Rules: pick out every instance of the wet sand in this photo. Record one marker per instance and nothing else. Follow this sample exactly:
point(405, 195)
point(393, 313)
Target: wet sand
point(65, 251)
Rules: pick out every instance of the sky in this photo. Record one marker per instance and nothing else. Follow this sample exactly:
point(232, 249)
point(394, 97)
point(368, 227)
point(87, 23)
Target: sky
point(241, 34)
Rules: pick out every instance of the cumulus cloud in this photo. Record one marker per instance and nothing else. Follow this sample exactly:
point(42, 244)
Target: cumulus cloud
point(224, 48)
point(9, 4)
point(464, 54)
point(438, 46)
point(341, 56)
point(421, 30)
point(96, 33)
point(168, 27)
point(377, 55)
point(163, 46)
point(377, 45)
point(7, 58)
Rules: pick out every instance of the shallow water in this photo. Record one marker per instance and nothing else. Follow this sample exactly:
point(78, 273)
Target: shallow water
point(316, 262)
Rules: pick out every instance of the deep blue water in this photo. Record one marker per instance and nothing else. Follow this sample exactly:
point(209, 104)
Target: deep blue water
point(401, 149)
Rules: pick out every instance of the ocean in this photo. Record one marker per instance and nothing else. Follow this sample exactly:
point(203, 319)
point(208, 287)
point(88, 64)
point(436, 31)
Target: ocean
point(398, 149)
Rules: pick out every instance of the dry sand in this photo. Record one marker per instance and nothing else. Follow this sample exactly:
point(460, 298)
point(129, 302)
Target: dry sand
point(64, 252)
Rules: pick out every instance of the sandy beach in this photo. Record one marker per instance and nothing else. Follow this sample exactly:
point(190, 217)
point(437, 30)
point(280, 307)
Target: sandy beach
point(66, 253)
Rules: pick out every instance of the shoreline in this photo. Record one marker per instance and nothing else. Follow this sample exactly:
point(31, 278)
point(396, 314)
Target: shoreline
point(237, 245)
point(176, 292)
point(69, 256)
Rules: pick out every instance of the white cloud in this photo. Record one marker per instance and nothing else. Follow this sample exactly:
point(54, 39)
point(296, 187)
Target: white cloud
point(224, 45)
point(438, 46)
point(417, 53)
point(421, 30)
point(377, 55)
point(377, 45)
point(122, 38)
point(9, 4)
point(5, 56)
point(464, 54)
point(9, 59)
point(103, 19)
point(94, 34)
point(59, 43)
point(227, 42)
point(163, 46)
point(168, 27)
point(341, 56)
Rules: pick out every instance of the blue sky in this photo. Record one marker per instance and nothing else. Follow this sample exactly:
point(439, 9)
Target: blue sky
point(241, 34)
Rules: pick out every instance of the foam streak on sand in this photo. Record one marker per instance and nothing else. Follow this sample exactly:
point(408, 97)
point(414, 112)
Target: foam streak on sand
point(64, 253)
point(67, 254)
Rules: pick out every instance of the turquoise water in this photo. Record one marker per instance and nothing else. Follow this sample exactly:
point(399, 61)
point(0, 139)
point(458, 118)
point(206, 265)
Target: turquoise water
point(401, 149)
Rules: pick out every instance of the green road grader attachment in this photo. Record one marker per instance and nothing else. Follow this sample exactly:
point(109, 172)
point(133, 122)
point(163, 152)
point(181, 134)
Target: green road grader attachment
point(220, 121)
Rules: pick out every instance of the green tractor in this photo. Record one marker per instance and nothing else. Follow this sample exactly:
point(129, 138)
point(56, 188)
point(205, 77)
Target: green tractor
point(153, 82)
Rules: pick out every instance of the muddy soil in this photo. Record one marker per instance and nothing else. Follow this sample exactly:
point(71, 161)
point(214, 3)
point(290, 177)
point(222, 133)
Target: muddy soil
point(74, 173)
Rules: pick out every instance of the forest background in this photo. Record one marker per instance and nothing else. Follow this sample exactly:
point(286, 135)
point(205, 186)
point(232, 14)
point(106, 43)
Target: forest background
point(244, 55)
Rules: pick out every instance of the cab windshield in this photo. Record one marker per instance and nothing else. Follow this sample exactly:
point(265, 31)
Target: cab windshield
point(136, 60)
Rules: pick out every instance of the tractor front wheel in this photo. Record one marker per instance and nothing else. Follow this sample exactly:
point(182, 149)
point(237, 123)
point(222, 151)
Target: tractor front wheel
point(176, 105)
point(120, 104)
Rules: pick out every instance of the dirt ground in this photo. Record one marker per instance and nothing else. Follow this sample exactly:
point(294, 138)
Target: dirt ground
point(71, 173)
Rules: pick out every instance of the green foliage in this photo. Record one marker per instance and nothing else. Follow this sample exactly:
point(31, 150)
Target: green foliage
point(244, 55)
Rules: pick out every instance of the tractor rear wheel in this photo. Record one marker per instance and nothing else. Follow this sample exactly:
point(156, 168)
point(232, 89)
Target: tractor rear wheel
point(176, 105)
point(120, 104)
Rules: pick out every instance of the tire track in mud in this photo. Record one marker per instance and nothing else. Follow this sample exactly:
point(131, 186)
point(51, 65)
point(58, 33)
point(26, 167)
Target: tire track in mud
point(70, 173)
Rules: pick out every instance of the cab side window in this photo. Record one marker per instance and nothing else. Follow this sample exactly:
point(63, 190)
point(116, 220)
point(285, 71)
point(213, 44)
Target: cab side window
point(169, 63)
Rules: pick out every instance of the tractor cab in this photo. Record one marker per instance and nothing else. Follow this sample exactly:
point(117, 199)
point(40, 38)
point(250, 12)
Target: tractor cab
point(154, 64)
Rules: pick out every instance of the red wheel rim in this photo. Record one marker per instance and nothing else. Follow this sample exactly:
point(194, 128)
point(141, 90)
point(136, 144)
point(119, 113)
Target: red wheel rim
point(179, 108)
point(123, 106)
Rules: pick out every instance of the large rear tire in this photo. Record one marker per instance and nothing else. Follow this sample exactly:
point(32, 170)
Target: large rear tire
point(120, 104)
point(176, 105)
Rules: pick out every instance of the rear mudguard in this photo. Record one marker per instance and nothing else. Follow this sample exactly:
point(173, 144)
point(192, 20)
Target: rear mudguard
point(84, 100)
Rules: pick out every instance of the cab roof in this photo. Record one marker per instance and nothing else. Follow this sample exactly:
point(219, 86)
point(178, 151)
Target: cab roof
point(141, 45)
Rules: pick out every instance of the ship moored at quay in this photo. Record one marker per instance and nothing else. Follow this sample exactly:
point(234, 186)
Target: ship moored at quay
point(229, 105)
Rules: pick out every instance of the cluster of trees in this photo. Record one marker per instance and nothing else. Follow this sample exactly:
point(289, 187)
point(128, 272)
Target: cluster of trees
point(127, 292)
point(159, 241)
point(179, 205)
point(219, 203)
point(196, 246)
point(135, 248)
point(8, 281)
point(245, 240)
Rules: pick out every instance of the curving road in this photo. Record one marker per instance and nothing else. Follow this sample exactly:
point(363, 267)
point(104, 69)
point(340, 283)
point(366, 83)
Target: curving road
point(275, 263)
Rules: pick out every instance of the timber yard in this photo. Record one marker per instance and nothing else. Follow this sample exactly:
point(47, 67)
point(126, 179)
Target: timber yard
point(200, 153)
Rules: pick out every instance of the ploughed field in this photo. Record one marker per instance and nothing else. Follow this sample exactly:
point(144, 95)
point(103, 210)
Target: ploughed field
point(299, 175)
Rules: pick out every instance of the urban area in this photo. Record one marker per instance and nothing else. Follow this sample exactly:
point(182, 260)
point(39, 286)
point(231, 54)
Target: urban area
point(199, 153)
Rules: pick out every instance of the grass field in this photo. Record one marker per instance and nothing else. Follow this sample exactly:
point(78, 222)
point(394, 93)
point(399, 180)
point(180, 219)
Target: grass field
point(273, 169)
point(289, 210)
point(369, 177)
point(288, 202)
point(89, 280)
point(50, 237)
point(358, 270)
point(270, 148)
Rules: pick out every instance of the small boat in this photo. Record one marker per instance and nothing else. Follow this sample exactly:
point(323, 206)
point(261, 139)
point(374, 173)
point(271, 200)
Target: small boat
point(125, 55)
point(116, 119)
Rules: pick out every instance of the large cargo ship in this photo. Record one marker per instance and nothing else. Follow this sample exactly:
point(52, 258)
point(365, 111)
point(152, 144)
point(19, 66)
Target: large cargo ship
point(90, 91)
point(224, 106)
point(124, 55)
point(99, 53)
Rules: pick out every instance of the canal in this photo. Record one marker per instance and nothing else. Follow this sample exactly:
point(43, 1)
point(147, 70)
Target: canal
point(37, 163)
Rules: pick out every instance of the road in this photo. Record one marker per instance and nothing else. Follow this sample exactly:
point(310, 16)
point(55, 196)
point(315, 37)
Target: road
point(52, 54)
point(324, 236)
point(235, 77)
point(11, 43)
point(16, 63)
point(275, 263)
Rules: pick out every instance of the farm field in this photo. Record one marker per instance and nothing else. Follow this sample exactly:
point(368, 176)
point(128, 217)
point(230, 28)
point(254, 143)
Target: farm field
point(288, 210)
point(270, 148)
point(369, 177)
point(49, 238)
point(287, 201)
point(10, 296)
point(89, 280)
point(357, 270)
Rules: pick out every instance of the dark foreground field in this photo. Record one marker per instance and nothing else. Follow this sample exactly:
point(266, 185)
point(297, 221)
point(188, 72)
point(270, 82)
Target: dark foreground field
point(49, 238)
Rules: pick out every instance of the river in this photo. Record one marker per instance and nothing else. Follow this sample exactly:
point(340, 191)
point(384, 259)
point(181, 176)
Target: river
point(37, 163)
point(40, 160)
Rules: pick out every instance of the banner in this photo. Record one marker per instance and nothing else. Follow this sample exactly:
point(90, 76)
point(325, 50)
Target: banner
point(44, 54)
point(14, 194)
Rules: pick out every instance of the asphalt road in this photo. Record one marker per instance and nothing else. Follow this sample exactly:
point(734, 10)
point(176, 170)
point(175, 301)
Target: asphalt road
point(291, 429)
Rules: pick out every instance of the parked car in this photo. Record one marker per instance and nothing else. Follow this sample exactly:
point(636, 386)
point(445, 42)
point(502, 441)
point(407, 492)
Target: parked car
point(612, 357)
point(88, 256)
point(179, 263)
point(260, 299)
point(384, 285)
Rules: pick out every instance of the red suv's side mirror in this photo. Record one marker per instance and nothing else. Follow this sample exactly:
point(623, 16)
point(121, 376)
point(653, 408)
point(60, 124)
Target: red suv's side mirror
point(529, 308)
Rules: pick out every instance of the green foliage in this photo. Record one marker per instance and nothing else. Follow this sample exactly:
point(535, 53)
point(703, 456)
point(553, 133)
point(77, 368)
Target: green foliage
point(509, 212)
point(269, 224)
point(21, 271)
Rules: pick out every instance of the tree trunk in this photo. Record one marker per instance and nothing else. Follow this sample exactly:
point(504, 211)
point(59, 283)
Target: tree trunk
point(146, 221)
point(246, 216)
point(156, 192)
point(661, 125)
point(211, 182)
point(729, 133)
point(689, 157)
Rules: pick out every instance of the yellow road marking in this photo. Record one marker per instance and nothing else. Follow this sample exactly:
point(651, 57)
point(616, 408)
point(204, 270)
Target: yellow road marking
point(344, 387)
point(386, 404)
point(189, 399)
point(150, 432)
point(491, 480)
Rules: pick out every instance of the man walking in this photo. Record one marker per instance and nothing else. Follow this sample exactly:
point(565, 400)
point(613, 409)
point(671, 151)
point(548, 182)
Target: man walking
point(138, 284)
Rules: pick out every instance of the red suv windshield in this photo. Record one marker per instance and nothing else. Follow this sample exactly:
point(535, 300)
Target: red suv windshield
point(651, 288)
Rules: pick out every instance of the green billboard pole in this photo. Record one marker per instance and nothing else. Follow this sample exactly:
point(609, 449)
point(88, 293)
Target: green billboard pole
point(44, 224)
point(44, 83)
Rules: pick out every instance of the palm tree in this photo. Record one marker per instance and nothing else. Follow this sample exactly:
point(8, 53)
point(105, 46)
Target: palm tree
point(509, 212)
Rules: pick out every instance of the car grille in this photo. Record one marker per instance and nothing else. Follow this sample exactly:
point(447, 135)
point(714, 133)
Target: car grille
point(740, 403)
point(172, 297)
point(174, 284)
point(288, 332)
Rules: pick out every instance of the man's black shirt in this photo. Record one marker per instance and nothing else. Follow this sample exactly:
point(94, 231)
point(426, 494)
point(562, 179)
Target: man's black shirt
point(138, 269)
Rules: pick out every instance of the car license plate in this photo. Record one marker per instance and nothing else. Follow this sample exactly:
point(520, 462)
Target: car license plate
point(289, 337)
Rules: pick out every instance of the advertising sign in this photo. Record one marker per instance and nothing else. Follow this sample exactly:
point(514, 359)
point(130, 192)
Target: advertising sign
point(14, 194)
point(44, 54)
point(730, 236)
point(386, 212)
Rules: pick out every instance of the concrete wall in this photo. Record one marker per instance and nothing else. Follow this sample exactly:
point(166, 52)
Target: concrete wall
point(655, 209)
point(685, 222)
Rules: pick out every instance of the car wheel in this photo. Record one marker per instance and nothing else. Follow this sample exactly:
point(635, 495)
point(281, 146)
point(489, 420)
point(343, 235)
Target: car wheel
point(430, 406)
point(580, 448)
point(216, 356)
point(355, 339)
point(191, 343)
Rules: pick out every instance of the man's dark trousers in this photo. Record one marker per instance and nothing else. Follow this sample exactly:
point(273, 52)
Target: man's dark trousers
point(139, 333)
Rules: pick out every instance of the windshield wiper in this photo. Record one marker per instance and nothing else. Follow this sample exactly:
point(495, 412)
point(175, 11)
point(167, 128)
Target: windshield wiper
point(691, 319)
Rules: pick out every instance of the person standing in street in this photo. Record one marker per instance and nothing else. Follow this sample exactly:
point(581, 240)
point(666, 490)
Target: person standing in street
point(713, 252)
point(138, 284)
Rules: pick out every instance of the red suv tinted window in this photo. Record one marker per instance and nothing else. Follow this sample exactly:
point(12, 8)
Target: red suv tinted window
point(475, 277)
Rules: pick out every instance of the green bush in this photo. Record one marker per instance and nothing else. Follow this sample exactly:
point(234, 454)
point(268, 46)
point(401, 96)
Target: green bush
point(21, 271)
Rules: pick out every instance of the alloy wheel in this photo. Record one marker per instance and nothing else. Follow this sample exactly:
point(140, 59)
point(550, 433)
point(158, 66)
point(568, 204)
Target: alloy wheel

──────

WHAT YOU SHOULD DO. Reproduce, unchanged, every line of the records above between the line containing "Rules: pick out every instance of the small" and the line containing "point(116, 119)", both included.

SOLUTION FOR THIS EXERCISE.
Rules: pick out every instance of the small boat in this photo. Record one marker per instance and nothing else. Follow this sample exactly:
point(323, 206)
point(261, 139)
point(374, 173)
point(271, 200)
Target: small boat
point(125, 55)
point(116, 119)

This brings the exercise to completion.